Collection entries:
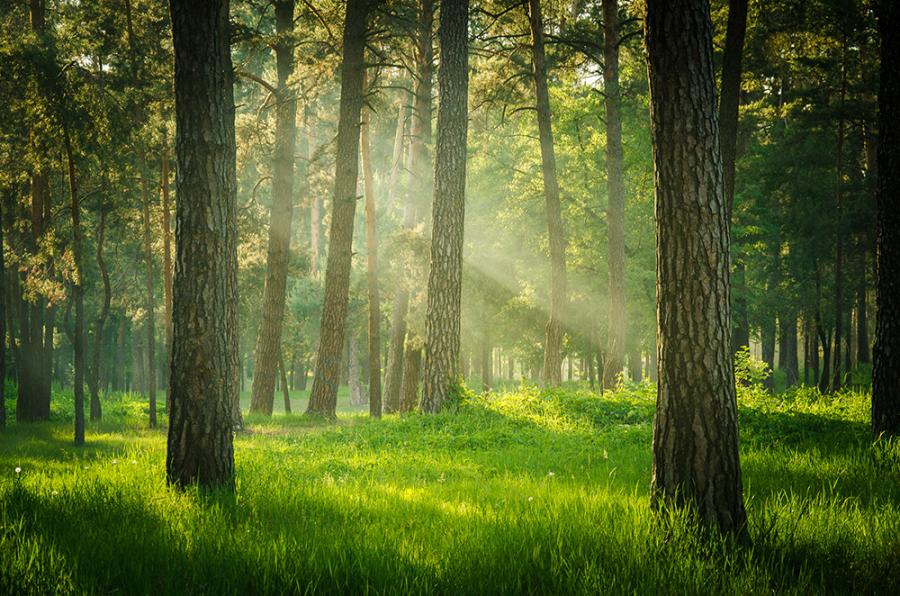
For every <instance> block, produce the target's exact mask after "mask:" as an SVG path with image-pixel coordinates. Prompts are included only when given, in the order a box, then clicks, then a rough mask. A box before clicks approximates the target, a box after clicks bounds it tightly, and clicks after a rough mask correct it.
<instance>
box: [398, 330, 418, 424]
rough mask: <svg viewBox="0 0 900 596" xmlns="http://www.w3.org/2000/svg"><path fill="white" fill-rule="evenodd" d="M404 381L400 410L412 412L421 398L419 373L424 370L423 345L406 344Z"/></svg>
mask: <svg viewBox="0 0 900 596" xmlns="http://www.w3.org/2000/svg"><path fill="white" fill-rule="evenodd" d="M403 358H404V360H405V362H404V363H403V383H402V384H401V386H400V411H401V412H412V411H413V410H415V409H416V404H417V403H418V400H419V395H418V394H419V374H420V372H421V370H422V348H421V346H406V350H405V351H404V356H403Z"/></svg>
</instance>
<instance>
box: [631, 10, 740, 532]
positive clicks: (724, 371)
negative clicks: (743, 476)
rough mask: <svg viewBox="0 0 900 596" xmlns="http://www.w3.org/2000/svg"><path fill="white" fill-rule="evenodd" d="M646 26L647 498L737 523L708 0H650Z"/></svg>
mask: <svg viewBox="0 0 900 596" xmlns="http://www.w3.org/2000/svg"><path fill="white" fill-rule="evenodd" d="M645 32H646V33H645V34H646V44H647V50H648V56H649V58H648V63H649V73H650V93H651V95H650V97H651V123H652V136H653V147H654V162H655V173H656V220H657V254H658V255H659V258H658V262H657V277H658V285H657V287H658V288H659V290H658V293H657V314H658V325H659V331H658V342H659V346H660V347H659V355H660V361H659V387H658V396H657V410H656V419H655V422H654V428H653V478H652V503H653V506H654V507H656V508H658V507H661V506H662V505H663V504H666V505H669V506H675V507H685V508H689V509H691V510H692V511H694V512H695V513H696V514H697V515H698V516H699V518H700V519H701V520H702V521H703V522H705V523H708V524H710V525H713V526H716V527H718V528H719V529H720V530H722V531H728V532H739V533H743V532H745V525H746V513H745V511H744V504H743V497H742V488H741V470H740V462H739V460H738V424H737V400H736V396H735V384H734V367H733V362H732V357H731V346H730V342H729V335H730V331H731V329H730V322H731V317H730V313H729V233H728V221H727V205H726V204H725V192H724V186H723V180H722V162H721V155H720V153H719V138H718V136H719V130H718V117H717V115H716V109H715V107H716V103H715V102H716V100H715V75H714V69H713V59H712V23H711V21H710V16H709V4H708V2H706V1H705V0H685V1H683V2H678V3H676V4H674V5H673V4H671V3H668V2H664V1H662V0H648V2H647V17H646V27H645ZM685 56H691V57H692V59H691V60H685V59H684V57H685Z"/></svg>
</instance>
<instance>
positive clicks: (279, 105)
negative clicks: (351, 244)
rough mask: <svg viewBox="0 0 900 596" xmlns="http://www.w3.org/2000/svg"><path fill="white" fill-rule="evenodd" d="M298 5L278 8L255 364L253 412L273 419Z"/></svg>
mask: <svg viewBox="0 0 900 596" xmlns="http://www.w3.org/2000/svg"><path fill="white" fill-rule="evenodd" d="M293 26H294V2H293V0H287V1H284V0H281V1H278V2H276V3H275V34H276V35H277V37H278V40H277V41H276V43H275V60H276V68H277V70H278V86H277V88H276V89H277V93H276V96H277V102H278V105H277V108H276V111H275V152H274V155H273V160H272V161H273V167H272V172H273V176H272V211H271V215H270V220H269V254H268V259H267V265H266V281H265V287H264V290H263V304H262V322H261V323H260V326H259V335H258V336H257V338H256V351H255V356H256V361H255V363H254V372H253V389H252V397H251V400H250V411H251V412H255V413H259V414H265V415H266V416H271V415H272V407H273V404H274V401H275V371H276V369H277V368H278V358H279V357H280V354H281V330H282V325H283V322H284V304H285V294H286V288H287V269H288V261H289V260H290V249H291V219H292V217H293V210H294V206H293V200H294V148H295V145H296V137H297V132H296V131H297V127H296V120H297V101H296V98H295V97H294V95H293V92H292V90H291V89H290V88H289V87H288V79H289V78H290V76H291V73H293V71H294V56H293V53H294V45H293V43H292V42H291V40H290V37H289V36H290V34H291V31H292V30H293Z"/></svg>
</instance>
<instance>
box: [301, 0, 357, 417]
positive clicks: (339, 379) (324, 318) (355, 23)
mask: <svg viewBox="0 0 900 596" xmlns="http://www.w3.org/2000/svg"><path fill="white" fill-rule="evenodd" d="M371 9H372V1H371V0H348V2H347V14H346V18H345V20H344V37H343V39H344V56H343V60H342V63H341V100H340V112H339V121H338V135H337V156H336V167H335V176H334V198H333V206H332V215H331V230H330V236H329V239H328V262H327V265H326V269H325V300H324V306H323V309H322V324H321V328H320V332H319V352H318V356H317V358H316V376H315V378H314V379H313V388H312V391H311V392H310V396H309V406H308V407H307V410H306V411H307V413H310V414H313V413H314V414H321V415H324V416H327V417H330V418H333V417H334V415H335V408H336V406H337V389H338V383H339V381H340V364H341V351H342V348H343V345H344V327H345V324H346V319H347V300H348V292H349V289H350V260H351V256H352V254H351V250H352V245H353V218H354V215H355V213H356V184H357V178H358V176H359V128H360V112H361V110H362V104H363V78H364V75H365V69H366V66H365V63H364V61H363V52H364V50H365V45H366V22H367V20H368V15H369V12H370V11H371Z"/></svg>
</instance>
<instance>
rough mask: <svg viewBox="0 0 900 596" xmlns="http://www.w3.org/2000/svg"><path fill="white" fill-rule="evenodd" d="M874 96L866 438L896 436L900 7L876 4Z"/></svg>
mask: <svg viewBox="0 0 900 596" xmlns="http://www.w3.org/2000/svg"><path fill="white" fill-rule="evenodd" d="M878 27H879V30H880V32H881V82H880V88H879V91H878V106H879V124H878V131H879V138H878V172H879V174H880V177H879V180H878V226H877V230H878V231H877V238H878V240H877V241H878V250H877V251H876V254H877V255H878V256H877V270H878V279H877V282H876V290H875V306H876V313H877V316H876V318H875V320H876V325H875V349H874V350H873V352H872V356H873V358H872V360H873V364H874V368H873V373H872V434H873V435H874V436H875V437H879V436H881V435H882V434H884V435H893V436H897V435H900V365H898V362H897V357H898V355H900V199H898V196H900V195H898V192H900V151H898V149H900V72H898V71H897V64H898V63H900V43H898V34H897V31H898V30H900V5H898V4H897V3H896V2H891V1H890V0H882V1H881V3H880V14H879V23H878Z"/></svg>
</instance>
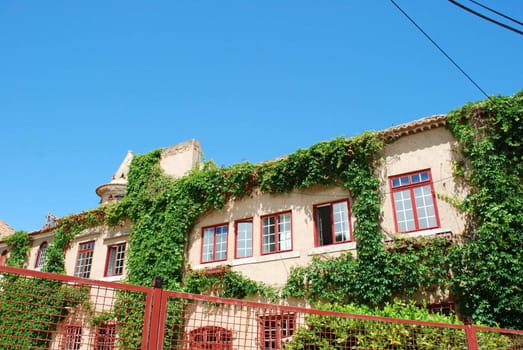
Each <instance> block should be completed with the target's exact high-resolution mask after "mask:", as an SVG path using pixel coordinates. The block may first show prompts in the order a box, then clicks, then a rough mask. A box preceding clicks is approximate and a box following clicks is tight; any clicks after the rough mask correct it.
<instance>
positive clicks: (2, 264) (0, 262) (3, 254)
mask: <svg viewBox="0 0 523 350" xmlns="http://www.w3.org/2000/svg"><path fill="white" fill-rule="evenodd" d="M6 260H7V250H4V251H3V252H2V255H0V266H5V261H6Z"/></svg>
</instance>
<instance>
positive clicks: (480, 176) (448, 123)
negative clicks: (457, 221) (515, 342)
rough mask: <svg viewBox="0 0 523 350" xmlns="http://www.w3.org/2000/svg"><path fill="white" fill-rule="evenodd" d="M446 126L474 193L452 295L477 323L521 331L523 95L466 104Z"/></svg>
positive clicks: (522, 275)
mask: <svg viewBox="0 0 523 350" xmlns="http://www.w3.org/2000/svg"><path fill="white" fill-rule="evenodd" d="M448 124H449V128H450V130H451V131H452V133H453V134H454V136H455V138H456V139H457V140H458V141H459V142H460V145H461V151H462V153H463V156H464V159H466V161H463V162H462V163H460V164H458V166H457V169H456V175H457V176H460V177H461V178H462V179H463V180H464V181H465V182H466V183H467V184H468V187H469V190H470V194H469V195H468V197H467V198H466V200H465V201H464V203H463V207H464V209H465V211H466V213H467V214H468V225H467V229H466V231H465V236H466V239H467V240H466V243H465V245H464V246H463V249H462V250H461V252H460V254H459V255H458V258H457V259H456V261H455V266H454V271H455V277H454V284H453V286H454V289H455V291H456V293H457V294H458V295H459V296H460V298H461V300H462V301H463V307H464V308H465V312H467V313H469V314H470V315H471V316H472V317H473V318H474V319H476V320H480V321H482V322H485V323H487V324H495V323H500V324H501V325H503V326H507V327H516V328H519V329H522V328H523V244H522V242H523V91H521V92H519V93H517V94H516V95H514V96H511V97H495V98H491V99H489V100H486V101H482V102H478V103H471V104H467V105H465V106H463V107H462V108H460V109H457V110H455V111H452V112H451V113H449V115H448Z"/></svg>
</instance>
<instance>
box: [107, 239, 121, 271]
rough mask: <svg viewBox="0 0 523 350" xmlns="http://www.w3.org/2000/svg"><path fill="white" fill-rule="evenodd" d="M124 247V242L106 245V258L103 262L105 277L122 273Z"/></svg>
mask: <svg viewBox="0 0 523 350" xmlns="http://www.w3.org/2000/svg"><path fill="white" fill-rule="evenodd" d="M125 247H126V245H125V243H119V244H114V245H110V246H109V247H107V260H106V263H105V276H106V277H110V276H121V275H123V267H124V263H125Z"/></svg>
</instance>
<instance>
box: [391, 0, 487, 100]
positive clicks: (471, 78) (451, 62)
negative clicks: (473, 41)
mask: <svg viewBox="0 0 523 350" xmlns="http://www.w3.org/2000/svg"><path fill="white" fill-rule="evenodd" d="M390 2H392V4H393V5H394V6H396V8H397V9H398V10H399V11H400V12H401V13H402V14H403V15H404V16H405V17H407V19H408V20H409V21H410V22H411V23H412V24H414V26H415V27H416V28H418V30H419V31H420V32H421V33H423V35H425V37H426V38H427V39H429V41H430V42H431V43H432V44H433V45H434V46H436V48H437V49H438V50H439V51H440V52H441V53H442V54H443V55H444V56H445V57H446V58H447V59H448V60H449V61H450V62H451V63H452V64H453V65H454V66H455V67H456V68H457V69H458V70H459V71H460V72H461V73H462V74H463V75H464V76H465V77H466V78H467V79H468V80H469V81H470V82H471V83H472V84H473V85H474V86H475V87H476V88H477V89H478V90H479V91H481V93H482V94H483V95H485V97H487V98H490V96H489V95H488V94H487V93H486V92H485V90H483V89H482V88H481V87H480V86H479V85H478V83H476V82H475V81H474V79H472V78H471V77H470V75H468V74H467V72H465V71H464V70H463V68H461V67H460V66H459V64H457V63H456V61H454V60H453V59H452V57H450V56H449V55H448V54H447V53H446V52H445V50H443V49H442V48H441V46H439V45H438V44H437V43H436V42H435V41H434V40H433V39H432V38H431V37H430V35H428V34H427V33H426V32H425V31H424V30H423V29H422V28H421V27H420V26H419V25H418V24H417V23H416V22H415V21H414V20H413V19H412V18H411V17H410V16H409V15H408V14H407V13H406V12H405V11H403V9H402V8H401V7H400V6H399V5H398V4H397V3H396V2H395V1H394V0H390Z"/></svg>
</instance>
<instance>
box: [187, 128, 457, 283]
mask: <svg viewBox="0 0 523 350" xmlns="http://www.w3.org/2000/svg"><path fill="white" fill-rule="evenodd" d="M454 146H455V140H454V139H453V137H452V135H451V134H450V132H449V131H448V130H447V129H445V128H444V127H439V128H435V129H431V130H426V131H424V132H422V133H417V134H413V135H409V136H403V137H402V138H401V139H399V140H398V141H396V142H394V143H393V144H390V145H388V146H386V148H385V152H384V159H383V162H382V163H381V167H380V168H379V171H378V172H379V176H380V178H381V193H382V194H383V195H382V203H381V214H382V222H381V228H382V230H383V231H384V232H385V233H386V235H387V236H388V237H387V238H394V236H395V226H394V215H393V208H392V201H391V194H390V188H389V182H388V179H389V177H390V176H395V175H400V174H403V173H408V172H413V171H418V170H424V169H430V171H431V174H432V178H433V181H434V190H435V192H436V194H437V196H438V198H437V199H436V205H437V209H438V214H439V220H440V227H438V228H436V229H431V230H424V231H418V232H412V233H409V234H408V236H417V235H436V234H438V233H443V232H449V231H450V232H452V233H461V232H462V231H463V227H464V219H463V217H462V214H461V213H459V212H458V211H457V209H456V208H454V207H453V206H452V205H451V204H449V203H448V201H446V200H444V199H441V198H445V197H447V198H449V197H450V198H463V197H464V192H463V190H462V189H461V188H460V187H459V186H457V185H456V184H455V182H454V179H453V177H452V162H453V157H454V151H453V147H454ZM340 199H350V194H349V193H348V192H347V191H346V190H345V189H344V188H342V187H341V186H338V187H322V186H316V187H314V188H311V189H307V190H299V191H294V192H292V193H289V194H281V195H270V194H264V193H256V194H254V195H253V196H252V197H251V198H246V199H242V200H239V201H231V202H230V203H229V204H228V205H227V206H226V208H224V209H223V210H220V211H214V212H210V213H208V214H206V215H205V216H203V217H202V218H200V220H199V221H198V222H197V224H196V225H195V227H194V230H193V231H192V232H191V235H190V241H189V244H188V255H187V264H188V267H189V268H192V269H205V268H210V267H215V266H218V265H230V266H231V267H232V269H233V270H235V271H238V272H241V273H242V274H243V275H245V276H247V277H249V278H252V279H254V280H257V281H263V282H265V283H268V284H270V285H274V286H282V285H284V283H285V281H286V280H287V278H288V275H289V272H290V269H291V268H292V267H293V266H303V265H306V264H308V263H309V262H310V261H311V259H312V257H313V256H314V255H316V254H323V255H326V256H332V255H339V254H341V253H343V252H347V251H349V252H351V253H353V254H356V250H355V248H356V244H355V243H354V242H351V243H344V244H335V245H329V246H324V247H315V243H314V235H315V229H314V219H313V207H314V205H316V204H321V203H325V202H331V201H337V200H340ZM349 203H350V201H349ZM284 211H291V212H292V251H290V252H283V253H277V254H266V255H262V254H261V252H260V250H261V241H262V238H261V233H260V232H261V218H260V217H261V216H264V215H267V214H272V213H278V212H284ZM246 218H252V219H253V257H252V258H243V259H234V249H235V232H234V230H235V224H234V223H235V221H236V220H240V219H246ZM224 223H227V224H228V242H227V243H228V246H227V259H226V261H222V262H213V263H203V264H202V263H201V260H200V259H201V236H202V228H204V227H207V226H213V225H219V224H224ZM355 224H356V225H357V223H355V220H354V217H353V216H352V215H351V226H352V230H353V229H354V226H355ZM403 235H406V234H403Z"/></svg>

[INSTRUCTIONS FOR THE TASK]
Return each line in the items above that includes the string "positive". Case counts.

[TASK ANSWER]
positive clicks: (724, 371)
positive clicks: (279, 105)
positive clicks: (339, 379) (324, 318) (355, 23)
positive clicks: (2, 264) (0, 262) (3, 254)
positive clicks: (480, 176) (448, 123)
positive clicks: (522, 275)
positive clicks: (471, 78) (451, 62)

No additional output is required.